2007-05-08 09:12:59 | Weblog
 ゴールデン・ウィークも終わってしまった。メーデー、プラスワンの休暇を確保すればその名の通りの1週間が送れた筈だ。会社人間だった頃が懐かしく思い出される。年末年始と5月の連休時、俄かに「単身者争奪戦」が始まったものである。航空会社は共に掻き入れ時で大忙し!と思いきや、多忙はその前日までで、休暇中は結構社内は和気藹々暇に優雅に過ごせたものである。だが、家庭持ちは違う。何としても連休を貰いたいものだ。私は子持ちになるまでの長い期間、彼ら妻帯者にとっては「金の卵」だったらしい。
 障害持ちになった私は争奪戦こそ無関係になったが、今年は珍しく、どこにも出かけなかった二人の子供が早々と母の日サービスを連日やってくれて、いささか疲れた。そんな予感がした私は、事前にA WEEK-OFF をメールで流し、パソコンのメールもブログもオフにしておいた。
 休み明けにメールを開いてみたら、事前のお知らせが行き届いていたせいか、仕事関係からのメールは皆無だった。ところが、一件だけ「会いたい」というメールが入っていてギョッとした。開いてみて、先ずは一安心、帰国直前の5月末に東京に戻ってくるのでその時にという但し書きがあった。それにパートナーの博士は4月いっぱい米国に出張だったし、今週からいよいよスタートし始めるみたいだから・・・
 そうか、休みはこうやって思い切って、パソコンの電源だけでなく、私の電源も切らないと、本当の休みにはならないのか!
さあ、6月は国民祝日はない! 元気いっぱい、仕事に、リハビリに頑張ろう!
さあぁ、と思って休み明け2日目になったら、大変、大変、山積みだったらしい仕事が雪崩れ込んできた、きた! プライベートなメールの返事はマタマタお預け状態、ゴメンなさい! でも、便りのないのは元気な印!
□ □ □ □ □
* _設問指示_
**A)** 課題文のうち、「2007-05-08 09:12:59 | Weblog」から「さあ、6月は国民祝日はない! 元気いっぱい、仕事に、リハビリに頑張ろう!」に至るまでの全文を、一字も変えずに書き写してください。
**B)** 課題文の内容を2文で要約してください。
**C)** 課題文に出てくる月の名称（「〇月」の形のもの）を、重複を除き、登場順にすべて挙げてください。
□ □ □ □ □
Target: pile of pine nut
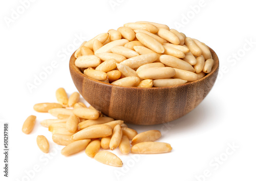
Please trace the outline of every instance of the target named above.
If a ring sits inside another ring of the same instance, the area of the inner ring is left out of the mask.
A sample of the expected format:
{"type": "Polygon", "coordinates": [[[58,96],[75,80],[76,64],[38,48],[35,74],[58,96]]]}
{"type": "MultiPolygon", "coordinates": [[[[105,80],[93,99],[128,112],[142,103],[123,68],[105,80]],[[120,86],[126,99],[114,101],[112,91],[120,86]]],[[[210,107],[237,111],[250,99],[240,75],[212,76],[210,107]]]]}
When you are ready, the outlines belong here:
{"type": "Polygon", "coordinates": [[[165,25],[124,24],[83,42],[75,64],[87,76],[112,84],[170,86],[195,81],[211,71],[208,47],[165,25]]]}
{"type": "MultiPolygon", "coordinates": [[[[79,102],[80,97],[78,93],[74,92],[69,98],[65,89],[59,88],[56,92],[58,103],[39,103],[34,106],[35,111],[48,112],[57,118],[43,120],[40,124],[52,133],[54,142],[65,146],[61,151],[62,155],[68,156],[85,150],[87,155],[100,163],[121,167],[121,159],[106,150],[118,148],[124,154],[130,152],[160,153],[172,150],[169,144],[154,142],[161,137],[159,130],[151,130],[138,134],[123,121],[106,117],[91,106],[87,107],[79,102]]],[[[36,119],[36,116],[31,115],[26,120],[22,127],[24,133],[32,132],[36,119]]],[[[50,145],[45,136],[38,135],[36,142],[43,152],[49,152],[50,145]]]]}

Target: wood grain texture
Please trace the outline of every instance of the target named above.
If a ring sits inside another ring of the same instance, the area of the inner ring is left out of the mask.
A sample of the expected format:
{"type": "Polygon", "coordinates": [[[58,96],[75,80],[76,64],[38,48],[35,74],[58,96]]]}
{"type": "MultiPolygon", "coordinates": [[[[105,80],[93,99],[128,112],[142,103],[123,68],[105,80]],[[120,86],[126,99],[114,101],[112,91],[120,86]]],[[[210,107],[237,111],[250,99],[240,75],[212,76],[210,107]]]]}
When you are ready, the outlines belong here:
{"type": "Polygon", "coordinates": [[[180,118],[194,109],[212,87],[219,71],[219,59],[210,48],[215,61],[212,71],[203,78],[166,87],[131,87],[112,85],[87,77],[70,61],[73,81],[91,105],[115,120],[137,125],[154,125],[180,118]]]}

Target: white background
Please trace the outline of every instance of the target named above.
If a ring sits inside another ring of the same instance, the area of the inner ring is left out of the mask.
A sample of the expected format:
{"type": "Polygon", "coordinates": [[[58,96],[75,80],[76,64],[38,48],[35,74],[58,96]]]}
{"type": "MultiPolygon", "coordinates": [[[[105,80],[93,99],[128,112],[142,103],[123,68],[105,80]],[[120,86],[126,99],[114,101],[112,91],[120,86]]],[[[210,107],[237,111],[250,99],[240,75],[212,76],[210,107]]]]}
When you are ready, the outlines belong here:
{"type": "Polygon", "coordinates": [[[5,180],[255,180],[256,13],[251,1],[31,0],[22,5],[24,1],[0,5],[1,150],[4,122],[9,123],[10,138],[9,177],[5,180]],[[216,84],[196,108],[178,120],[129,125],[138,132],[161,130],[159,141],[171,144],[170,153],[135,156],[117,149],[122,168],[100,164],[83,151],[65,157],[60,153],[63,147],[53,143],[39,123],[52,117],[36,112],[33,105],[56,101],[58,87],[69,95],[76,90],[68,64],[79,47],[77,37],[88,40],[138,20],[166,24],[214,49],[220,62],[216,84]],[[30,91],[28,84],[53,61],[57,67],[30,91]],[[21,128],[30,115],[37,116],[37,122],[26,135],[21,128]],[[38,134],[49,140],[49,154],[37,147],[38,134]]]}

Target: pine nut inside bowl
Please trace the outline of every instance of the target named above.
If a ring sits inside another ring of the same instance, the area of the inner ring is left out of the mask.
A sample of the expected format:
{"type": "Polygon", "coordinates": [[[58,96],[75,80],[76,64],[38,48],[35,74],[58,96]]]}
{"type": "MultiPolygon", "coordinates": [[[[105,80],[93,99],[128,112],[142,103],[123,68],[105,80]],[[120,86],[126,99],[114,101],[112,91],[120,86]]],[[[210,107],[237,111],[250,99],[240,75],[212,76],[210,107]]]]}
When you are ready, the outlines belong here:
{"type": "Polygon", "coordinates": [[[83,43],[72,55],[70,70],[80,94],[103,114],[126,123],[154,125],[180,118],[199,104],[215,82],[219,59],[196,39],[166,26],[143,22],[124,25],[134,37],[118,29],[121,30],[111,30],[83,43]]]}

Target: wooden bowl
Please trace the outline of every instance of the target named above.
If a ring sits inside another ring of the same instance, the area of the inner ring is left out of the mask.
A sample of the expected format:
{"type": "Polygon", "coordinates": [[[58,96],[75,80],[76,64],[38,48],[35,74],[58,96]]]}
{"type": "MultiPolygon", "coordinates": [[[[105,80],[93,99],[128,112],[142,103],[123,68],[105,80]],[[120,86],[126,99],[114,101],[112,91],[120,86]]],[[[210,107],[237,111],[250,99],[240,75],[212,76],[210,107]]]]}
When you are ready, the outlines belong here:
{"type": "Polygon", "coordinates": [[[215,62],[209,74],[197,81],[172,87],[125,87],[93,79],[75,65],[74,54],[70,58],[70,74],[82,96],[104,115],[137,125],[161,124],[188,113],[209,93],[219,71],[218,56],[210,50],[215,62]]]}

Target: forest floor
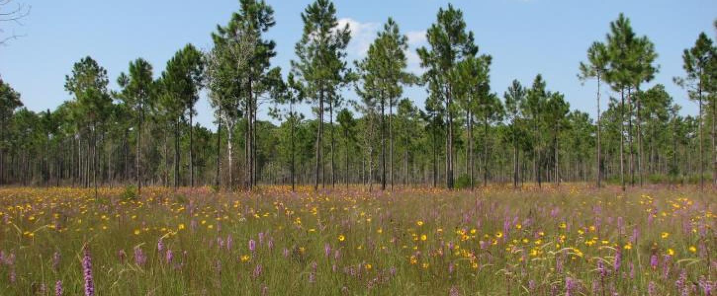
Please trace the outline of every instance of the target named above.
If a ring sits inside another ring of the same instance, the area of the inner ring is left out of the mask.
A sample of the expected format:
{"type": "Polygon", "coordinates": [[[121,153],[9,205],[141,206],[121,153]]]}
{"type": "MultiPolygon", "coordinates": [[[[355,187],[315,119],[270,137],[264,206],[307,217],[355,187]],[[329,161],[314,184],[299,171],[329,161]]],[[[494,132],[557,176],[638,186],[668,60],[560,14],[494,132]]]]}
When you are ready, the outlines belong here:
{"type": "Polygon", "coordinates": [[[714,295],[717,192],[0,188],[0,295],[714,295]]]}

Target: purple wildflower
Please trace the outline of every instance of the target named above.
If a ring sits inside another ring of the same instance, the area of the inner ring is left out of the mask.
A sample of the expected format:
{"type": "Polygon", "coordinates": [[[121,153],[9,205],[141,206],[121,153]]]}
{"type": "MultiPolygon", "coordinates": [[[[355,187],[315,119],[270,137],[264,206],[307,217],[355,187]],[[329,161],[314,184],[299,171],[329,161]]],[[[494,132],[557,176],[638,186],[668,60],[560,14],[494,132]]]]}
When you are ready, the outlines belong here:
{"type": "Polygon", "coordinates": [[[172,260],[174,259],[174,253],[171,250],[167,250],[167,254],[166,255],[167,264],[172,264],[172,260]]]}
{"type": "Polygon", "coordinates": [[[249,250],[254,252],[257,249],[257,242],[254,241],[254,239],[249,240],[249,250]]]}
{"type": "Polygon", "coordinates": [[[565,296],[572,296],[575,283],[571,277],[565,278],[565,296]]]}
{"type": "Polygon", "coordinates": [[[117,252],[117,256],[120,257],[120,264],[125,264],[125,258],[127,257],[127,253],[125,252],[125,250],[120,250],[120,252],[117,252]]]}
{"type": "Polygon", "coordinates": [[[607,270],[602,260],[597,261],[597,271],[600,272],[600,277],[604,278],[607,276],[607,270]]]}
{"type": "Polygon", "coordinates": [[[615,272],[617,272],[620,269],[620,265],[622,264],[622,251],[619,248],[617,249],[617,252],[615,253],[615,272]]]}
{"type": "Polygon", "coordinates": [[[448,291],[448,295],[449,296],[460,296],[460,292],[458,292],[458,287],[456,287],[456,286],[451,287],[450,290],[448,291]]]}
{"type": "Polygon", "coordinates": [[[164,240],[163,238],[160,237],[159,240],[157,241],[157,252],[161,253],[164,250],[164,240]]]}
{"type": "Polygon", "coordinates": [[[650,296],[655,296],[655,295],[657,295],[657,288],[655,285],[655,282],[650,282],[650,283],[647,284],[647,295],[650,295],[650,296]]]}
{"type": "Polygon", "coordinates": [[[90,249],[85,247],[85,256],[82,257],[82,273],[85,275],[85,296],[95,295],[95,281],[92,276],[92,256],[90,249]]]}
{"type": "Polygon", "coordinates": [[[62,281],[57,280],[54,283],[54,296],[62,296],[62,281]]]}
{"type": "Polygon", "coordinates": [[[57,270],[57,267],[60,267],[60,252],[55,252],[54,255],[52,255],[52,269],[57,270]]]}
{"type": "Polygon", "coordinates": [[[262,275],[262,265],[257,265],[257,267],[254,268],[254,277],[257,278],[262,275]]]}
{"type": "Polygon", "coordinates": [[[135,247],[135,264],[139,266],[144,266],[147,263],[147,255],[144,254],[142,251],[142,248],[140,247],[135,247]]]}
{"type": "Polygon", "coordinates": [[[657,269],[657,255],[652,254],[650,257],[650,267],[652,267],[652,270],[657,269]]]}

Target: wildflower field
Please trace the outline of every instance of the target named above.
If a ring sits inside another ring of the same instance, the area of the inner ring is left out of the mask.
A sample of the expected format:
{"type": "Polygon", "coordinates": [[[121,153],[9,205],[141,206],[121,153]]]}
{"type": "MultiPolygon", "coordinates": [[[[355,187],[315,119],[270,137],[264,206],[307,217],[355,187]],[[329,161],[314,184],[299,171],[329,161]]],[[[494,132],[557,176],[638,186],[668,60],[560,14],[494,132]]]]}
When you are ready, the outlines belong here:
{"type": "Polygon", "coordinates": [[[0,189],[1,295],[715,295],[714,191],[0,189]]]}

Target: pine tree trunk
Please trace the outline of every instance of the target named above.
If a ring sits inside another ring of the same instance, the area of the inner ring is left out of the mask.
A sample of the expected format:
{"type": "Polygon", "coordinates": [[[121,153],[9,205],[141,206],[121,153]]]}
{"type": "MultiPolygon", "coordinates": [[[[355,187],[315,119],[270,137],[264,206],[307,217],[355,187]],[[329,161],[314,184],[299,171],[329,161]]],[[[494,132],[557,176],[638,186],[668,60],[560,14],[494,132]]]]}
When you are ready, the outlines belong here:
{"type": "MultiPolygon", "coordinates": [[[[639,87],[635,87],[635,94],[640,94],[639,87]]],[[[635,97],[635,104],[637,107],[637,179],[640,183],[640,187],[642,187],[642,116],[640,113],[640,97],[635,97]]]]}
{"type": "Polygon", "coordinates": [[[174,122],[174,189],[179,187],[179,119],[174,122]]]}
{"type": "Polygon", "coordinates": [[[446,113],[447,114],[448,134],[446,137],[446,187],[453,189],[453,114],[450,111],[452,105],[450,88],[446,92],[446,113]]]}
{"type": "Polygon", "coordinates": [[[620,89],[620,187],[625,191],[625,90],[620,89]]]}
{"type": "Polygon", "coordinates": [[[323,88],[319,85],[318,129],[316,132],[316,166],[314,169],[314,191],[318,191],[319,169],[321,164],[321,137],[323,135],[323,88]]]}
{"type": "Polygon", "coordinates": [[[391,190],[394,189],[394,133],[391,125],[393,114],[393,102],[389,99],[389,176],[391,178],[391,190]]]}
{"type": "MultiPolygon", "coordinates": [[[[470,104],[470,103],[469,103],[470,104]]],[[[473,175],[473,118],[470,114],[470,110],[468,109],[466,112],[466,122],[468,125],[468,151],[467,157],[466,157],[466,171],[469,172],[469,178],[470,179],[470,190],[473,191],[475,188],[475,184],[473,182],[475,177],[473,175]]]]}
{"type": "Polygon", "coordinates": [[[331,187],[336,186],[336,154],[334,147],[336,146],[336,138],[333,134],[333,99],[328,100],[329,127],[331,127],[331,187]]]}
{"type": "Polygon", "coordinates": [[[386,190],[386,116],[384,115],[385,99],[381,93],[381,189],[386,190]]]}
{"type": "Polygon", "coordinates": [[[219,116],[217,122],[217,172],[214,174],[214,186],[219,186],[222,178],[220,169],[222,167],[222,107],[219,106],[219,116]]]}
{"type": "Polygon", "coordinates": [[[191,187],[194,187],[194,138],[192,134],[192,129],[194,129],[194,127],[192,126],[194,115],[194,108],[189,107],[189,186],[191,187]]]}
{"type": "Polygon", "coordinates": [[[291,139],[290,139],[290,141],[291,142],[291,151],[290,152],[291,153],[291,164],[290,164],[290,167],[291,167],[290,168],[290,169],[291,172],[290,173],[290,176],[289,176],[289,177],[291,178],[291,191],[294,192],[294,191],[296,190],[295,179],[294,177],[294,172],[295,170],[295,164],[294,162],[295,162],[295,154],[296,154],[294,152],[294,149],[295,149],[294,148],[294,145],[295,145],[294,144],[294,125],[295,124],[296,119],[294,118],[294,103],[293,102],[291,102],[289,104],[289,120],[291,122],[291,124],[289,126],[289,128],[291,129],[290,131],[290,137],[291,137],[291,139]]]}
{"type": "Polygon", "coordinates": [[[700,189],[701,190],[701,189],[704,189],[704,188],[705,188],[705,162],[704,162],[705,159],[704,159],[704,152],[703,152],[703,142],[702,140],[702,137],[703,137],[702,136],[702,119],[703,119],[703,117],[702,117],[702,88],[701,88],[701,86],[700,87],[700,89],[698,91],[698,93],[699,94],[699,96],[700,96],[700,98],[699,98],[699,104],[700,104],[699,112],[700,112],[700,114],[698,115],[698,120],[697,120],[698,134],[699,134],[699,137],[698,137],[698,144],[699,145],[699,150],[700,150],[700,153],[699,153],[700,158],[699,158],[699,159],[698,159],[698,164],[699,164],[699,165],[700,165],[700,189]]]}
{"type": "Polygon", "coordinates": [[[601,122],[600,122],[600,116],[601,116],[601,114],[600,114],[600,77],[601,77],[601,74],[600,74],[599,71],[598,71],[598,73],[597,73],[597,121],[595,122],[595,124],[597,126],[597,153],[596,154],[596,156],[595,156],[595,158],[596,158],[597,162],[596,164],[596,172],[597,172],[597,176],[595,176],[596,179],[597,179],[597,188],[600,188],[600,187],[602,187],[602,184],[601,184],[602,181],[602,162],[600,161],[600,159],[600,159],[600,157],[601,157],[601,154],[600,154],[600,130],[602,129],[601,129],[601,122]]]}

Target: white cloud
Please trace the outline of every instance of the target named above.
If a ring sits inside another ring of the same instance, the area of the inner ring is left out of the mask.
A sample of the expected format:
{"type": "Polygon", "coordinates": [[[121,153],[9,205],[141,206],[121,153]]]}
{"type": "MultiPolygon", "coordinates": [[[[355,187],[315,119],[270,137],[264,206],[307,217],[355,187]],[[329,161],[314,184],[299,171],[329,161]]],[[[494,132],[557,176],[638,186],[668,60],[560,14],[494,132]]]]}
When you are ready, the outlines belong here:
{"type": "Polygon", "coordinates": [[[408,37],[409,45],[414,46],[424,44],[428,41],[425,31],[409,31],[406,33],[406,36],[408,37]]]}
{"type": "Polygon", "coordinates": [[[338,20],[338,27],[343,28],[346,24],[351,30],[351,41],[348,43],[348,53],[356,57],[364,57],[369,51],[369,46],[376,39],[376,33],[380,25],[377,23],[361,23],[351,18],[342,18],[338,20]]]}

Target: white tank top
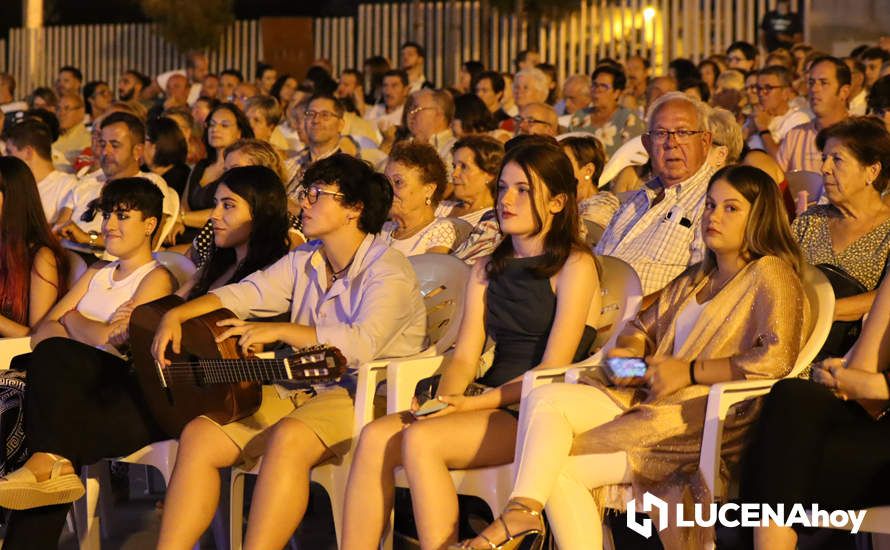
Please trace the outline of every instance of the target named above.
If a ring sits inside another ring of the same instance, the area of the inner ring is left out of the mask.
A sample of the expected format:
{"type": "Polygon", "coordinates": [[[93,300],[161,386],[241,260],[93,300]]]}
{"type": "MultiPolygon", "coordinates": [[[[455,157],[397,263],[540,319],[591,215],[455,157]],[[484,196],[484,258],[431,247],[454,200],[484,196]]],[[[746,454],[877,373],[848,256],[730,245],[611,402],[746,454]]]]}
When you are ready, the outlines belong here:
{"type": "Polygon", "coordinates": [[[93,275],[86,294],[77,303],[77,311],[87,319],[107,323],[117,308],[136,294],[142,279],[158,266],[158,262],[152,260],[124,279],[115,281],[113,275],[119,263],[111,262],[93,275]]]}

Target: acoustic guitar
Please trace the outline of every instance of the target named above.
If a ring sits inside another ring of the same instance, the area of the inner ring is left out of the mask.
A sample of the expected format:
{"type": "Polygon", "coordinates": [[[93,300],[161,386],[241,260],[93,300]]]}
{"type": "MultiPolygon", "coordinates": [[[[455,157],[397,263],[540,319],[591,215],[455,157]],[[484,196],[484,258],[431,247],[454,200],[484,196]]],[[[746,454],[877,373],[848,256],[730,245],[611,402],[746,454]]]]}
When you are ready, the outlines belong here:
{"type": "Polygon", "coordinates": [[[283,359],[243,357],[237,337],[220,343],[228,327],[216,323],[235,315],[218,309],[182,325],[181,353],[168,348],[171,364],[162,367],[151,355],[155,331],[165,313],[183,303],[166,296],[137,307],[130,316],[130,349],[146,404],[167,437],[176,438],[201,415],[220,424],[250,416],[262,401],[262,384],[292,380],[308,385],[329,382],[346,372],[340,350],[319,345],[295,350],[283,359]]]}

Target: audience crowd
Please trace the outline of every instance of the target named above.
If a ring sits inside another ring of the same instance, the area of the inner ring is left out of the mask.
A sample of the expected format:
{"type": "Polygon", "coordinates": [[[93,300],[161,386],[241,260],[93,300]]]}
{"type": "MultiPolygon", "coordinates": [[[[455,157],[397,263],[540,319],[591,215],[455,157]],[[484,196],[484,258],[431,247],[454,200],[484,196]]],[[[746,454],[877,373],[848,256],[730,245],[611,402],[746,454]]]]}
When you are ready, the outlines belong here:
{"type": "MultiPolygon", "coordinates": [[[[698,471],[710,386],[792,374],[727,419],[720,475],[752,502],[890,504],[890,52],[840,58],[764,31],[771,51],[734,42],[664,73],[603,58],[562,82],[533,50],[513,72],[467,61],[456,82],[431,82],[415,42],[340,74],[324,59],[305,75],[213,74],[202,53],[116,83],[66,66],[53,87],[17,90],[0,74],[0,336],[33,350],[0,376],[0,407],[20,417],[0,423],[5,547],[54,547],[81,466],[163,439],[127,374],[134,308],[185,300],[156,331],[161,366],[183,323],[226,308],[244,353],[321,343],[358,367],[428,347],[406,259],[419,255],[470,267],[456,341],[411,409],[353,439],[347,375],[265,385],[233,423],[193,419],[159,547],[194,546],[217,471],[261,458],[245,544],[283,547],[311,469],[348,455],[343,548],[378,546],[397,469],[422,548],[538,548],[545,513],[560,548],[601,548],[604,507],[646,491],[728,498],[698,471]],[[197,271],[176,280],[162,250],[197,271]],[[642,290],[623,326],[599,322],[603,256],[642,290]],[[797,376],[820,314],[804,280],[819,272],[831,330],[797,376]],[[526,372],[594,354],[644,358],[645,374],[596,362],[523,397],[526,372]],[[506,508],[459,543],[448,471],[511,463],[506,508]]],[[[666,548],[713,537],[659,534],[666,548]]],[[[767,523],[754,546],[798,536],[767,523]]]]}

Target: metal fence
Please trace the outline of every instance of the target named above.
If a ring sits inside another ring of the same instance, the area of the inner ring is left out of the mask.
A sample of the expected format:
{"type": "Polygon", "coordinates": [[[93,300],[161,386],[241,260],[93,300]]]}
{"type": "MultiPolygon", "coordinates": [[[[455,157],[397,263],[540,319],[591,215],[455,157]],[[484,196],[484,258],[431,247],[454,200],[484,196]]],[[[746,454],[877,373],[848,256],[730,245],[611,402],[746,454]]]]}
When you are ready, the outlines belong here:
{"type": "MultiPolygon", "coordinates": [[[[249,78],[261,56],[259,22],[236,21],[220,37],[219,47],[209,52],[210,70],[235,67],[249,78]]],[[[0,44],[0,64],[4,62],[18,89],[32,90],[50,85],[64,65],[80,68],[87,80],[113,83],[128,69],[157,75],[183,68],[185,56],[151,23],[67,25],[12,29],[8,48],[0,44]],[[36,56],[33,74],[31,56],[36,56]]]]}
{"type": "MultiPolygon", "coordinates": [[[[802,10],[807,0],[792,2],[802,10]]],[[[543,59],[560,79],[590,73],[597,59],[648,56],[657,72],[675,57],[699,61],[722,53],[735,40],[757,43],[763,15],[776,0],[579,0],[578,9],[541,24],[543,59]]],[[[806,11],[804,11],[806,16],[806,11]]],[[[486,9],[479,1],[440,0],[362,4],[358,16],[315,21],[315,55],[339,71],[372,55],[398,63],[399,45],[414,40],[427,50],[427,78],[451,84],[460,64],[481,60],[510,71],[516,54],[529,47],[517,17],[486,9]],[[355,30],[357,29],[357,30],[355,30]]],[[[358,67],[361,68],[361,67],[358,67]]]]}

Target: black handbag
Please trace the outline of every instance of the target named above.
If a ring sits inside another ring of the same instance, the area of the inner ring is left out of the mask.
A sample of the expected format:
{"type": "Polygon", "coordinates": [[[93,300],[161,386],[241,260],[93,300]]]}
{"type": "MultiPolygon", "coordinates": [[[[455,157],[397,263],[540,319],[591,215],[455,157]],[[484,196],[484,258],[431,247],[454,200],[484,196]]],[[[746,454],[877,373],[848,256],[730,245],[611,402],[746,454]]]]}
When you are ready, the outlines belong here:
{"type": "MultiPolygon", "coordinates": [[[[868,292],[868,289],[862,283],[835,265],[819,264],[816,267],[828,279],[831,288],[834,289],[835,298],[849,298],[850,296],[868,292]]],[[[861,331],[862,321],[835,321],[831,324],[828,338],[816,356],[816,360],[821,361],[826,357],[844,356],[853,347],[861,331]]]]}

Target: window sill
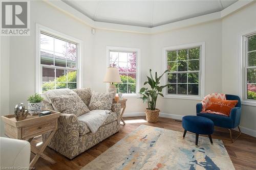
□ □ □ □ □
* _解答例_
**A)**
2007-05-08 09:12:59 | Weblog
 ゴールデン・ウィークも終わってしまった。メーデー、プラスワンの休暇を確保すればその名の通りの1週間が送れた筈だ。会社人間だった頃が懐かしく思い出される。年末年始と5月の連休時、俄かに「単身者争奪戦」が始まったものである。航空会社は共に掻き入れ時で大忙し!と思いきや、多忙はその前日までで、休暇中は結構社内は和気藹々暇に優雅に過ごせたものである。だが、家庭持ちは違う。何としても連休を貰いたいものだ。私は子持ちになるまでの長い期間、彼ら妻帯者にとっては「金の卵」だったらしい。
 障害持ちになった私は争奪戦こそ無関係になったが、今年は珍しく、どこにも出かけなかった二人の子供が早々と母の日サービスを連日やってくれて、いささか疲れた。そんな予感がした私は、事前にA WEEK-OFF をメールで流し、パソコンのメールもブログもオフにしておいた。
 休み明けにメールを開いてみたら、事前のお知らせが行き届いていたせいか、仕事関係からのメールは皆無だった。ところが、一件だけ「会いたい」というメールが入っていてギョッとした。開いてみて、先ずは一安心、帰国直前の5月末に東京に戻ってくるのでその時にという但し書きがあった。それにパートナーの博士は4月いっぱい米国に出張だったし、今週からいよいよスタートし始めるみたいだから・・・
 そうか、休みはこうやって思い切って、パソコンの電源だけでなく、私の電源も切らないと、本当の休みにはならないのか!
さあ、6月は国民祝日はない! 元気いっぱい、仕事に、リハビリに頑張ろう!

**B)** 書き手は連休前にA WEEK-OFFをメールで流し、パソコンのメールもブログもオフにしておいたが、連休中は二人の子供が母の日サービスを連日やってくれて、いささか疲れた。休み明けには仕事関係のメールは皆無だったものの、2日目になると山積みだったらしい仕事が雪崩れ込み、プライベートなメールの返事はお預け状態になっている。

**C)** 5月、4月、6月